• _SET EXERCISE_
Copy the entries below exactly. Images do not belong in the copy.

§

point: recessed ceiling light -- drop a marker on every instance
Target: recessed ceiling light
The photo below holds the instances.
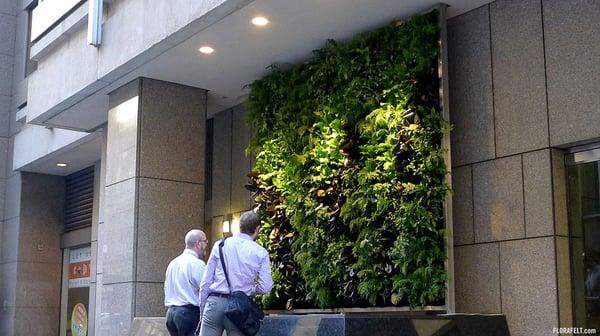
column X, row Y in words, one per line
column 260, row 21
column 206, row 50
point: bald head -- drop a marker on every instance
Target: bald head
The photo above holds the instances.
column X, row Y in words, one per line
column 193, row 237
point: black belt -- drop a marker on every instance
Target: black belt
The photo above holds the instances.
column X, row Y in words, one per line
column 188, row 306
column 219, row 294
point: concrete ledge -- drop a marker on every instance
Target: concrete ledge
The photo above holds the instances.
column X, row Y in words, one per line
column 396, row 324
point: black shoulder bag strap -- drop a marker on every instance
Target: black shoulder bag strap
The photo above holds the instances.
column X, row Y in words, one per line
column 221, row 244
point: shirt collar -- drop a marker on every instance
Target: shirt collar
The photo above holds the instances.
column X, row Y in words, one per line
column 192, row 252
column 244, row 236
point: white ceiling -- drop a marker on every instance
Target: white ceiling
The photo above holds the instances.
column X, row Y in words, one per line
column 242, row 51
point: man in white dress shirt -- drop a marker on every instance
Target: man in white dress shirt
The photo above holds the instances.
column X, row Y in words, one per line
column 182, row 285
column 249, row 270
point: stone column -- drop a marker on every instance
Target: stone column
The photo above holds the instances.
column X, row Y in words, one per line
column 154, row 194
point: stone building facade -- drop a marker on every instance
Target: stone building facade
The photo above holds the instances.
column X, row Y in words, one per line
column 168, row 153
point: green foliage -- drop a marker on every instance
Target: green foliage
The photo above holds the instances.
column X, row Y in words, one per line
column 349, row 172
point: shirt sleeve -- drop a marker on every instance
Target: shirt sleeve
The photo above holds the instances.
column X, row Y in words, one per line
column 208, row 277
column 265, row 281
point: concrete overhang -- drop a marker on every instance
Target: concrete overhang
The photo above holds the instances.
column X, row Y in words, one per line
column 242, row 51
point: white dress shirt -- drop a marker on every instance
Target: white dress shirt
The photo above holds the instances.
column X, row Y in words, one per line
column 182, row 279
column 248, row 268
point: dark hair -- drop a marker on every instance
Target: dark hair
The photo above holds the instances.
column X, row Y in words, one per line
column 249, row 221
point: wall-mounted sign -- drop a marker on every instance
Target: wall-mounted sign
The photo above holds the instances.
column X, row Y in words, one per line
column 79, row 267
column 79, row 320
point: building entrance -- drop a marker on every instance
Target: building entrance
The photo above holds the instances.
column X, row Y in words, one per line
column 584, row 221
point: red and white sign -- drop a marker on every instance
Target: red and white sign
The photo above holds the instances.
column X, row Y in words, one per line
column 79, row 267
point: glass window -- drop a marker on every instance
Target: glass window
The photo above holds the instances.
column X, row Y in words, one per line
column 584, row 222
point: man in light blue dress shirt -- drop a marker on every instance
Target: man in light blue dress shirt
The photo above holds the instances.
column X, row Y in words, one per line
column 249, row 270
column 182, row 286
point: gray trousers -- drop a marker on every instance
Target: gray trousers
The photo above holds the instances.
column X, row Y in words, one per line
column 214, row 320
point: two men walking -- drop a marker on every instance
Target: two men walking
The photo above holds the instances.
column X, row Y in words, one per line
column 248, row 269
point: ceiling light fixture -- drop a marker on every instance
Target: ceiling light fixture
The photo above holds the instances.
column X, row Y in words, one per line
column 206, row 50
column 260, row 21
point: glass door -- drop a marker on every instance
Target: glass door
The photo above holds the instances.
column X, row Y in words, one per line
column 583, row 171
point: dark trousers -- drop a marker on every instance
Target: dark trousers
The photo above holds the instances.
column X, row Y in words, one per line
column 182, row 321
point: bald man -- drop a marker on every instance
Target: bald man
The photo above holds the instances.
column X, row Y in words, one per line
column 182, row 284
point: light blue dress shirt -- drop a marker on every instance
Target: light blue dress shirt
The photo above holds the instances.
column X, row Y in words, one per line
column 248, row 267
column 182, row 279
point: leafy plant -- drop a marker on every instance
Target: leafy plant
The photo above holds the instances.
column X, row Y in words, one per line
column 349, row 172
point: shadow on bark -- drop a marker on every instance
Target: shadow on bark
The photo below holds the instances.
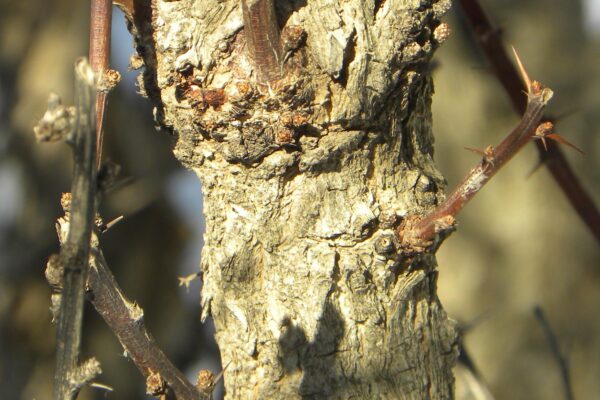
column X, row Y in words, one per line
column 316, row 359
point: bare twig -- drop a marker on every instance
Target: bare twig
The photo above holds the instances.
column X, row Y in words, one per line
column 100, row 24
column 263, row 38
column 490, row 43
column 126, row 321
column 563, row 364
column 74, row 252
column 418, row 233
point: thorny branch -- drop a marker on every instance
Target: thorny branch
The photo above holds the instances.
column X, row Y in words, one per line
column 263, row 38
column 563, row 364
column 126, row 321
column 417, row 233
column 74, row 252
column 99, row 54
column 490, row 42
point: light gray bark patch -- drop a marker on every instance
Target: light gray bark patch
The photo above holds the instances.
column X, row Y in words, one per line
column 304, row 181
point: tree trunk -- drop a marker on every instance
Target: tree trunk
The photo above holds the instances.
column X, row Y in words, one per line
column 306, row 173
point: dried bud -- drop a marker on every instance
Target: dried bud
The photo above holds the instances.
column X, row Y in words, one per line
column 441, row 33
column 284, row 136
column 206, row 381
column 109, row 79
column 155, row 384
column 135, row 62
column 54, row 272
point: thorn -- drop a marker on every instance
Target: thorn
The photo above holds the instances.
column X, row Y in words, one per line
column 487, row 154
column 544, row 130
column 104, row 228
column 523, row 71
column 557, row 138
column 102, row 386
column 186, row 280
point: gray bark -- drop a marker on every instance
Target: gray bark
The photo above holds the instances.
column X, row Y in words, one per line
column 304, row 182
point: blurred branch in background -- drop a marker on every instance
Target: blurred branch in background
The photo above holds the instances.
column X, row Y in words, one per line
column 561, row 360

§

• _EXPECTED ANSWER_
point: recessed ceiling light -- drop a marker on every instance
Target: recessed ceiling light
The photo below holds the instances.
column X, row Y in words, one per line
column 260, row 21
column 206, row 50
point: bald head -- drop a marker on every instance
Target: bald head
The photo above holds the instances.
column X, row Y in words, one per line
column 193, row 237
point: black belt -- drop a marker on every instance
Target: black belt
The photo above holds the instances.
column X, row Y in words, one per line
column 188, row 306
column 219, row 294
point: concrete ledge -- drop a marker on every instance
Target: concrete ledge
The photo above holds the instances.
column X, row Y in words, one per line
column 396, row 324
point: black shoulder bag strap -- drop a marker on every instance
Target: black shoulder bag strap
The photo above holds the instances.
column X, row Y in words, one per line
column 221, row 244
point: shirt collar -- drop a marker on every instance
Target: shirt collar
The photo above holds the instances.
column X, row Y in words, one per line
column 192, row 252
column 244, row 236
point: white ceiling -- drop a marker on every instance
Target: white ceiling
The photo above holds the instances.
column X, row Y in words, one per line
column 242, row 51
point: man in white dress shirt -- drop a marker on every instance
Target: man in white dress shirt
The photo above holds the instances.
column X, row Y in words, one per line
column 182, row 285
column 249, row 270
point: stone column -- drop a marker on every instance
Target: stone column
The photo above holds the instances.
column X, row Y in words, one per line
column 154, row 194
point: stone building facade -- drop a marker on every instance
Target: stone building facade
The photo above holds the instances.
column X, row Y in words, one per line
column 168, row 153
point: green foliage -- drop a marker on every instance
Target: green foliage
The photo above holds the instances.
column X, row Y in words, one per line
column 349, row 172
point: shirt sleeve -- drop a marker on every instance
Target: shirt sleeve
The photo above holds the instances.
column X, row Y in words, one per line
column 208, row 277
column 265, row 281
point: concrete overhang -- drop a marker on every instance
Target: concrete overhang
The photo above holds the instances.
column X, row Y in words, one per line
column 242, row 51
point: white dress shirt -- drop a marker on every instance
Target: white dress shirt
The photo above holds the instances.
column X, row Y in words, one per line
column 182, row 279
column 248, row 268
point: dark hair -- drop a marker on every instance
Target: dark hair
The photo above holds the instances.
column X, row Y in words, one per line
column 249, row 221
point: wall-mounted sign -- drop a marker on every instance
Target: wall-mounted sign
The photo above holds the instances.
column X, row Y in words, one per line
column 79, row 267
column 79, row 320
point: building entrance -- drop a marker on every instance
Target: building entrance
The photo above holds the instances.
column X, row Y in words, one per line
column 584, row 221
point: red and white sign -- drop a marker on every instance
Target: red and white sign
The photo above holds the instances.
column X, row Y in words, one per line
column 79, row 267
point: glass window -- drop a marker on every instance
Target: glass window
The photo above holds the instances.
column X, row Y in words, one per line
column 584, row 222
point: man in light blue dress shirt -- drop a marker on every instance
Target: man in light blue dress shirt
The photo above holds the instances.
column X, row Y in words, one per line
column 249, row 270
column 182, row 286
point: gray trousers -- drop a marker on every instance
Target: gray trousers
The photo above holds the instances.
column X, row Y in words, one per line
column 214, row 320
point: two men walking -- drop a marker on every instance
Target: two men walking
The photo above holds the instances.
column X, row Y in words, one per line
column 248, row 269
point: ceiling light fixture -- drop a marker on every instance
Target: ceiling light fixture
The photo above holds the instances.
column X, row Y in words, one per line
column 206, row 50
column 260, row 21
point: glass door -- drop a marker on every instance
Target: glass door
The photo above holds the instances.
column X, row Y in words, one per line
column 583, row 171
point: dark trousers -- drop a marker on every instance
Target: dark trousers
The photo above holds the instances.
column X, row Y in words, one per line
column 182, row 321
point: bald man -- drop a marker on every instance
Target: bald man
The photo above holds the instances.
column X, row Y in words, one per line
column 182, row 284
point: light blue dress shirt -- drop a marker on every instance
Target: light blue dress shirt
The photo above holds the instances.
column X, row Y in words, one per line
column 248, row 267
column 182, row 279
point: leafy plant -- drop a marker on every instance
Target: leafy plant
The photo above holds the instances.
column X, row Y in words, one per line
column 349, row 172
point: shadow on bark -- drop a marker on every instance
Target: shadow on bark
The photo below holds the instances.
column X, row Y in words, one per line
column 316, row 359
point: bare twig -- drop a marker on every instance
Target: bare twig
The photo above holds the instances.
column X, row Y in words, one per line
column 100, row 24
column 263, row 38
column 490, row 43
column 126, row 321
column 563, row 364
column 74, row 252
column 418, row 233
point: thorny branch -- drop a marker on every instance
Target: thorny branch
The photo above holds the instances.
column X, row Y in words, one per line
column 263, row 38
column 563, row 364
column 126, row 321
column 417, row 233
column 74, row 252
column 99, row 54
column 490, row 42
point: light gray bark patch -- drop a marker on every instance
Target: light gray bark patch
The photo above holds the instances.
column X, row Y in words, one per line
column 304, row 181
point: tree trunk -- drop a marker on every instance
Target: tree trunk
The photo above holds the instances.
column X, row Y in words, one per line
column 306, row 173
point: dried bud -- drop a marker on every instance
Target: dried bud
The photo above holds the instances.
column X, row Y in words, one per line
column 441, row 33
column 284, row 136
column 206, row 381
column 109, row 79
column 155, row 384
column 135, row 62
column 54, row 272
point: thorn -- drop a marker on every instance
Target: thorn
The photo above holds the instances.
column X, row Y in words, one per line
column 487, row 154
column 544, row 130
column 104, row 228
column 523, row 71
column 557, row 138
column 102, row 386
column 186, row 280
point: gray bark -- drop a marker on every instance
Target: gray bark
The photo above holds the instances.
column X, row Y in words, one per line
column 304, row 182
point: blurred branch in background -- drop a marker on every instance
Target: blurred branch in background
The photo above holds the instances.
column X, row Y in words, one per line
column 561, row 360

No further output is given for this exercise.